Selection:
Without touching any other part, push
the goop up out of the tube.// |
|
|
True, but this isn't ice cream, it's liquid
that would drain out of the bottom
anyway even without pushing against it.
If you're pushing that stick with a
couple of thousand pounds per square
inch you're going to get some increase
in how quickly that liquid comes out.
How much? I don't know but certainly
some. It's also not just the weight of the
rocket your pushing against to exude
the propellant, it's the air pressure
pushing against the top of the rocket.
You're basically squeezing the
chambers between the force of the
thrust on one end and gravity and air
pressure on the other, but, yea, I have
no idea if there would be enough
pressure to give this the flow you would
need, that's the big question. |
|
|
I was thinking about the stability. You
could have a set of continuous fins that
run down the whole body of the rocket
and just burn off with the rest of it but
that would sort of defeat the purpose of
eliminating as much weight as possible. |
|
|
I was thinking you might get initial
stability from spinning the fuel in the
chambers then giving a gentle spin to
the rocket via the shape of the nozzle
but then, yea, all your steering would
have to come from vernier nozzles on
your payload module which you'd have
there anyway. |
|
|
Of course as this whole thing is an
exercise in saving weight you can't start
adding heavy stuff to make up for what
you loose in a standard rocket design
and, yea, a gimbaled nozzle is out. |
|
|
You could have aileron panels on the
nose that swing out into the airflow to
push the rocket the other direction
without adding too much weight I
guess. |
|
|
Of course there's the line from the old
song: "Vunce rockets are up, who cares
vere zey come down? Zats not mein
department!" says Werner von Braun. |
|
|
But [doctorremulac3], you are not addressing the concern that fuel cannot enter the combustion chamber, due to the pressure (which you admit) that exists there. Instead (say the combusion was able to continue without fuel), the fuel would be pushed back up the fuel injectors and into the tank. Because basically the combustion chamber doesn't care whether it is liquid or metal, it is trying to push everything away. |
|
|
Current approaches to solve fuel injection seem to be either pumps (which can be complex) or pressurized fuel systems (which is what Armadillo Aerospace is doing). |
|
|
I don't think the pressure at the top of a bell is greater then the pressure at the top of the combustion chamber where your injection ports are. |
|
|
[edit: for instance, consider your injection port to be just another throat to just another exhaust... ] |
|
|
Well, you've got two opposing forces
that coincidentally, happen to be the
same force, that is, the pressure in the
combustion chamber acting both to
exude the fuel into the chamber and
push it back at the same time. If it
works, it would work on the principal
that liquid can't be compressed and the
greater pressure is that forcing it out of
it's container. So you've got say, 2
square feet of area at the top of the
chamber and through that, maybe 2
square inches of holes penetrating the
top of that chamber. The force acting
against that 2 square feet is going to be
greater than the force acting against
the 2 square inches. Since it's a liquid
and not a gas you're pushing against,
and you can't compress a liquid, it
has no where to go but into the
chamber. Theoretically that is. And
remember, the pressure in the chamber
is fluid, it's going to push against the
area of least resistance. It will push
against the fuel coming into the
chamber through the holes but if
there's something coming through
those holes the expanding chamber gas
would rather just move out of the way
and hit another part of the chamber or
go out the back. |
|
|
But again, I can't totally defend a
concept that I'm not sure would work.

What the task requires:
Update the rocket discussion, starting with "If you're pushing" and going on through "of the rocket.", changing "propellant" to "fuel mixture". The data that follows comes from a different source than the rocket discussion.

Raw data:
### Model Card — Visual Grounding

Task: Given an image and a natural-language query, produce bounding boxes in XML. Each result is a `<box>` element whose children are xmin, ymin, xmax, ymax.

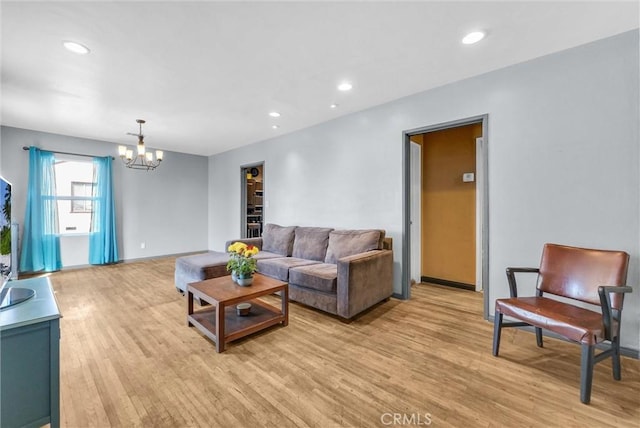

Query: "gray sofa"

Final result:
If you're pushing that stick with a
couple of thousand pounds per square
inch you're going to get some increase
in how quickly that liquid comes out.
How much? I don't know but certainly
some. It's also not just the weight of the
rocket your pushing against to exude
the fuel mixture, it's the air pressure
pushing against the top of the rocket.